PROBLEM DETAILS. Pull out each line of the records below that includes the word "bird", and copy those lines unchanged.

DATA SECTION.
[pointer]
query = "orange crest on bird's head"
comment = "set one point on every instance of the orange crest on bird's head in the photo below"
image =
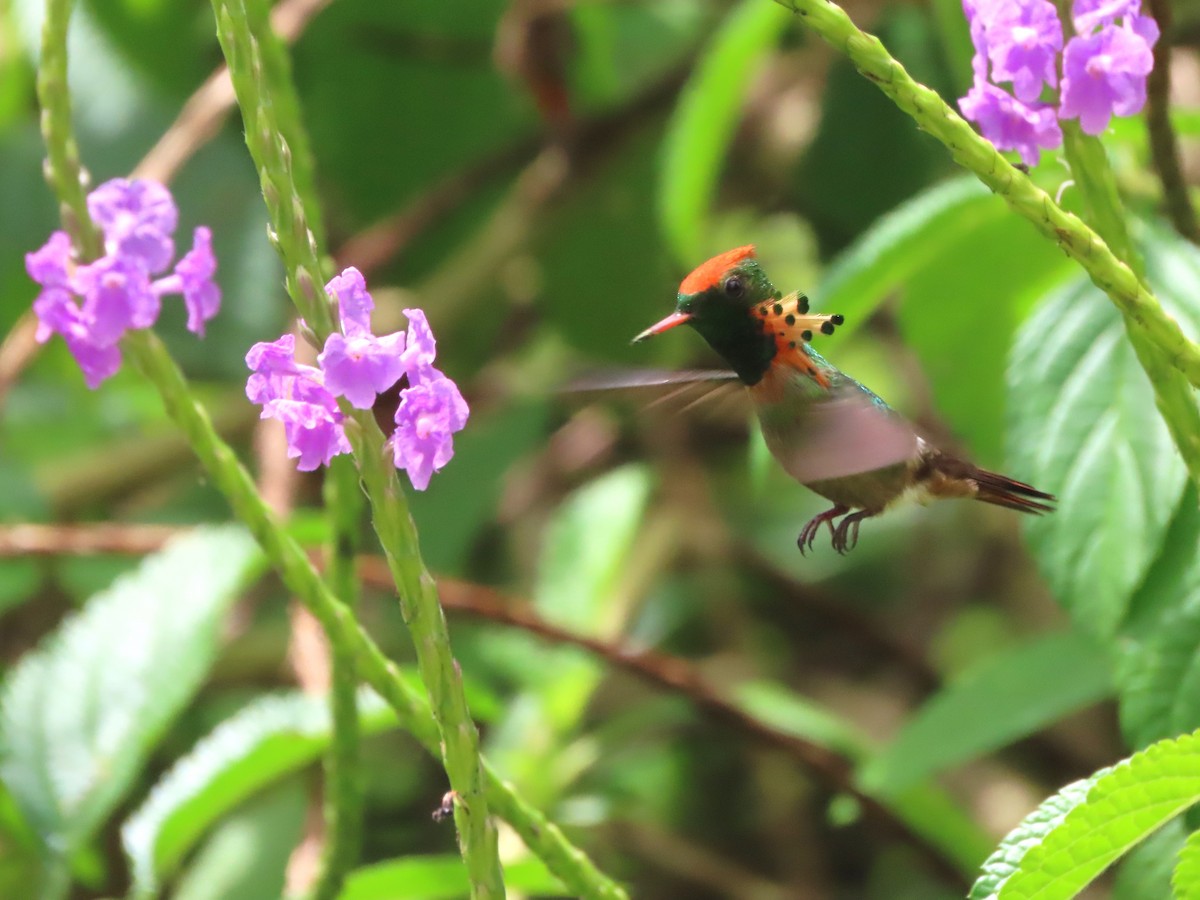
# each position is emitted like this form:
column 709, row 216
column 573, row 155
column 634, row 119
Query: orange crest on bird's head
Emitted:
column 708, row 274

TASK SOLUTION.
query = "orange crest on bird's head"
comment = "set one point on every instance of the orange crest on bird's head in the photo below"
Query: orange crest on bird's head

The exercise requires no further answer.